* [Given task A] Reproduce the records from the data source word for word, keeping every line of each record.

* [Text block]
EDITORIAL – General Editor: Ruth Charlton

CASENOTES – David Spencer

  • Lack of Capacity to Enter a Mediated Settlement Agreement; and Good Faith & Satisfactory Mediation under the Farm Debt Mediation Act
  • Mediation Media Watch

Articles

Re-appraising Mediation’s Value of Self-determination – Laurence Boulle and Rachael Field

Party self-determination remains a core legitimising value proposition of contemporary mediation and is central to how the process is defined. However, realising party self-determination in practice is challenging across the diverse range of mediation models and approaches. In this article we seek to reconcile our aspirational and pragmatic selves in awareness of the fact that the pluralistic circumstances of mediation practice provide challenges to the postulation of self-determination as a consistent value in all mediation’s manifestations. The article explores contemporary conceptualisations of party self-determination in the context of mediation; interrogates the limitations of self-determination; and considers what safeguards might be necessary to ensure that self-determination continues to remain an important and viable foundational value of mediation into the future.

* [Given task B] According to the mediation journal listing, who is the General Editor?

[Records from a data source]
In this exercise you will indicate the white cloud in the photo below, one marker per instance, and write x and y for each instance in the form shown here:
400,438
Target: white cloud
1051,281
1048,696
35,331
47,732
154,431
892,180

* [Final result A]
In this exercise you will indicate the white cloud in the photo below, one marker per instance, and write x and y for each instance in the form shown here:
400,438
Target: white cloud
1051,281
1048,696
35,331
47,732
154,431
892,180

* [Final result B] Ruth Charlton